Reconstruction of the breast after a mastectomy due to cancer or other disease is quite possible with today’s surgical procedures. The procedure is often covered by many HMOs after breast cancer surgery and legislation is currently before Congress to enact mandatory coverage. Using the newest medical techniques, a plastic surgeon is often able to create a breast that is similar in form and appearance to that of the natural breast. A consultation will provide you with information on the many available options for post-mastectomy breast reconstruction
At Aesthetic Surgery Center Antwerp, we frequently treat patients from out of town. For your convenience, we have created the form below which allows you to submit information about your surgical goals and photographs of yourself for Dr. Van Look to review.
Benefits Of Breast Reconstruction
Breast reconstruction using autologous fat transfer has a number of benefits over breast reconstruction with implants, including the following:
- No risk of implant rejection
- Ability to shape and sculpt the breasts
- Minimal number of incisions
- Reduced scarring
- No risk of capsular contracture
In general, a breast reconstructed from a patient’s own tissue is more similar in shape, contour and feel to a natural breast than one reconstructed using an implant.

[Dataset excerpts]
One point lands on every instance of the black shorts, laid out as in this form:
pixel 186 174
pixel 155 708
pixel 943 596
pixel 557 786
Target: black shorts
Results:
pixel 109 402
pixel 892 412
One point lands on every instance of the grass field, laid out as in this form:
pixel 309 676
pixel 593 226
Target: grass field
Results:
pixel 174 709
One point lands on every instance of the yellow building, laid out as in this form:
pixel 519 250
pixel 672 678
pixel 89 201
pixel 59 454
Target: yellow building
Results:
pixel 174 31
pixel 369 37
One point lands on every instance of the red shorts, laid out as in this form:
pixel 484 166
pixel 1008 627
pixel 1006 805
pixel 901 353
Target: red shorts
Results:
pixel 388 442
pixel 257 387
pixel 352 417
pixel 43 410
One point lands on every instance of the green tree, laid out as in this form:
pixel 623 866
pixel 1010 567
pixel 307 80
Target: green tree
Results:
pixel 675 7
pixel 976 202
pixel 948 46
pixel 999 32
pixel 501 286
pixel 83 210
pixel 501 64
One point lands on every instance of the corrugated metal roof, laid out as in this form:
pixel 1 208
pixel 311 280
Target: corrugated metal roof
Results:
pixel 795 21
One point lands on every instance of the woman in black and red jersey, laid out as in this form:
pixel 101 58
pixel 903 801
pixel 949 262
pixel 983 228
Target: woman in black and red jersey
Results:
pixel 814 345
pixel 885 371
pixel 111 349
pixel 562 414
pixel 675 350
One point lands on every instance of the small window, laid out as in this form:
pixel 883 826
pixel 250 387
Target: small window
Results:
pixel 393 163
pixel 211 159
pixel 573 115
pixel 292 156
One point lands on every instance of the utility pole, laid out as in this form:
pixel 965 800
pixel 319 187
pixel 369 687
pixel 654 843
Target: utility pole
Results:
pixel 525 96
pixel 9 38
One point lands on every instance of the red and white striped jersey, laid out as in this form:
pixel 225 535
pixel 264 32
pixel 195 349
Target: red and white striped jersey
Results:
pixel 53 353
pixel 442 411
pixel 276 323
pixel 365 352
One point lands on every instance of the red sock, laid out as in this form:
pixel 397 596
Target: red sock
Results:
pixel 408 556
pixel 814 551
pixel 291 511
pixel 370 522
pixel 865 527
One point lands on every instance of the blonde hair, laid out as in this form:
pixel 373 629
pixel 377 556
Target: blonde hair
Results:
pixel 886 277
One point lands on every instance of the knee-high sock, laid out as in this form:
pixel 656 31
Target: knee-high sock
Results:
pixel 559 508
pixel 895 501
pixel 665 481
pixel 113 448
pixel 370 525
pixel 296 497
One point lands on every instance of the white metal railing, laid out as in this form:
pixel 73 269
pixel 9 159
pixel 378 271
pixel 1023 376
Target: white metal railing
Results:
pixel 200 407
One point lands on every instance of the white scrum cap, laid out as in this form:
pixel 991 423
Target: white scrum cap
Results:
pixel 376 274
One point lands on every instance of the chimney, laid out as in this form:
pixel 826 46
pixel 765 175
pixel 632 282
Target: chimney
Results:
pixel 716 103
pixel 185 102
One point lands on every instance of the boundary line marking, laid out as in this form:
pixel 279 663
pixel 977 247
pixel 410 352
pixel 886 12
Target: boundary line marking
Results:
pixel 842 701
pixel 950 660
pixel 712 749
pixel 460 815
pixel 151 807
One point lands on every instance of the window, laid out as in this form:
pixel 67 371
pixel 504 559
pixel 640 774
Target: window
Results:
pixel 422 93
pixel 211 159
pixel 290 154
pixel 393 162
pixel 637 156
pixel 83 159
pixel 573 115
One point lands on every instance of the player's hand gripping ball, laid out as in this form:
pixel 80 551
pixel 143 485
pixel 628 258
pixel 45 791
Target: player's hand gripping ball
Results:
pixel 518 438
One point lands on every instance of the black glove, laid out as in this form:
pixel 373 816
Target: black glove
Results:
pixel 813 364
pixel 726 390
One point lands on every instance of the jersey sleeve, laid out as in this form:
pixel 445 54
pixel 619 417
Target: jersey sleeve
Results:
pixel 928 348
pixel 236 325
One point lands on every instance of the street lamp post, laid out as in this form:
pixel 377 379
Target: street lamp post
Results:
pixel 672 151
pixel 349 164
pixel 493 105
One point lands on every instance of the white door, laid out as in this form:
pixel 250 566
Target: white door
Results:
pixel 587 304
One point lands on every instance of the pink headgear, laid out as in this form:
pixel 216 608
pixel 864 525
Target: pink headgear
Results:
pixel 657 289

WHAT TO WORK ON:
A) Transcribe the stretch of the breast reconstruction text from "Reconstruction of the" through "Look to review.".
B) In the breast reconstruction text, who reviews the surgical goals and photographs that out-of-town patients submit through the form?
The data has no connection to the breast reconstruction text.

SOLUTIONS:
A)
Reconstruction of the breast after a mastectomy due to cancer or other disease is quite possible with today’s surgical procedures. The procedure is often covered by many HMOs after breast cancer surgery and legislation is currently before Congress to enact mandatory coverage. Using the newest medical techniques, a plastic surgeon is often able to create a breast that is similar in form and appearance to that of the natural breast. A consultation will provide you with information on the many available options for post-mastectomy breast reconstruction
At Aesthetic Surgery Center Antwerp, we frequently treat patients from out of town. For your convenience, we have created the form below which allows you to submit information about your surgical goals and photographs of yourself for Dr. Van Look to review.

B) Dr. Van Look